Text:
╭──
What’s the biggest challenge for midlife career changers seeking work for the greater good? If you guessed finances, you’d be right. With support from MetLife Foundation and Encore.org (formerly Civic Ventures), researchers at Penn Schoen Berland surveyed nearly 2,500 Americans ages 44 to 70 to learn about the experiences of those who have already made the transition to encore careers, and the concerns of those who want to make the jump.

The study, Bridging the Gap: Making it Easier to Finance Encore Transitions, shows that millions of people face difficulties in making the transition from their earlier work to their encore careers and suggests that new approaches and tools can help people finance the transitions to their encores, resulting in a win for both individuals and society.A few key stats:

  • The 9 million people (ages 44 to 70) who are already in encore careers, on average, started to think about their encores at age 50 and took about 18 months to make the transition.
  • More than two in three (67 percent) of those already in encore careers experienced gaps in their personal income during the transition to their encores, reporting that they earned no money (24 percent) or that they earned significantly less during the transition than they earned at their previous jobs (43 percent).
╰──
Records provided:
╭──
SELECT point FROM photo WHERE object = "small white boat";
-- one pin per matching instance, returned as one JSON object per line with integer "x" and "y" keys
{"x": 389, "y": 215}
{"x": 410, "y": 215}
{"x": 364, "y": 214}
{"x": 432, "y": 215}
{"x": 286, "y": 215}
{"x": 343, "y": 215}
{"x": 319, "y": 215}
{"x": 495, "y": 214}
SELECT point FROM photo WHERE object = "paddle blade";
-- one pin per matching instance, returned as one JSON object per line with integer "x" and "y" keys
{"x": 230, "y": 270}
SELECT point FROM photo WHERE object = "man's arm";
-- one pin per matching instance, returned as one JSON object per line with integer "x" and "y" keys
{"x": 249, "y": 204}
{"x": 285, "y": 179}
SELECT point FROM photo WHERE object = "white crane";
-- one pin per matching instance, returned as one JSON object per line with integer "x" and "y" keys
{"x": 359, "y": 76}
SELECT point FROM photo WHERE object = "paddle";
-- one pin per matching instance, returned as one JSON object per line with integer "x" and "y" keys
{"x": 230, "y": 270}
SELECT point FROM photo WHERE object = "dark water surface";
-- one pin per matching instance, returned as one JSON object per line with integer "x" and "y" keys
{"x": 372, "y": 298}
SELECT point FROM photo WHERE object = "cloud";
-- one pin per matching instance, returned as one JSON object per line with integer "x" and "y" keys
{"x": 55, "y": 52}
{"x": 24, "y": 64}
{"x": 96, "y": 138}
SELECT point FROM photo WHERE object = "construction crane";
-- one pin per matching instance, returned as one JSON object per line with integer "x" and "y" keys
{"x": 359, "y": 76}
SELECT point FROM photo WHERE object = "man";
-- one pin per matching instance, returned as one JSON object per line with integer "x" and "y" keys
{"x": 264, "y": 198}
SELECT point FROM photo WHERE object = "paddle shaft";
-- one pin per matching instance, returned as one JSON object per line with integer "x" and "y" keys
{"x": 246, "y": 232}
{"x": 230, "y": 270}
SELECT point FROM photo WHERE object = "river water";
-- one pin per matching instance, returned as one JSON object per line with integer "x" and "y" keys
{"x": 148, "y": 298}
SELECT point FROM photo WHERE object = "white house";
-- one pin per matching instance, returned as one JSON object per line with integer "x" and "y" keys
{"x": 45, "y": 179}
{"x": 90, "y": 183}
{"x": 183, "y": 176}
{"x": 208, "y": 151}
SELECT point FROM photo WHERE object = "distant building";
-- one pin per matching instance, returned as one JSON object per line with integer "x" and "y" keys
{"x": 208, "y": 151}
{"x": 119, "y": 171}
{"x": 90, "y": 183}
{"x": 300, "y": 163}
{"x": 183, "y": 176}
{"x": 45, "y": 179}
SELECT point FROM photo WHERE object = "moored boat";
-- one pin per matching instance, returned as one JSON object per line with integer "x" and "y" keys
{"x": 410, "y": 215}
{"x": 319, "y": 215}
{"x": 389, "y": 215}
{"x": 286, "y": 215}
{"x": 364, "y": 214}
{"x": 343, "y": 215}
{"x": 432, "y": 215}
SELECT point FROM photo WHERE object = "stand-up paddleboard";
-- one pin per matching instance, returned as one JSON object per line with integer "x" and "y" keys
╰──
What is asked:
1. According to the encore careers text, on average, how long did people already in encore careers take to make the transition?
2. Write the next part of the encore careers text, picking up after its last sentence.
The records are separate material with no connection to the text on encore careers.

Responses per task:
1. About 18 months.

2.
  • Of those who experienced time with little to no income, nearly four in five (79 percent) say they experienced a gap of six months or more; more than one in three (36 percent) say their income gap lasted more than two years.
  • Four in 10 (40 percent) of those interested in encore careers do not feel secure enough financially to make a career change in this economy.

A few key recommendations, suggested by the research:

  • More encore financial planning. Advisers already help people plan for retirement. Why not help people plan for their encores?
  • More Encore Fellowships. Short-term, part-time, paid fellowships at nonprofits can open the door to encore careers. A few corporations, like Intel, are beginning to offer encore transition assistance in addition to retirement benefits. More should follow.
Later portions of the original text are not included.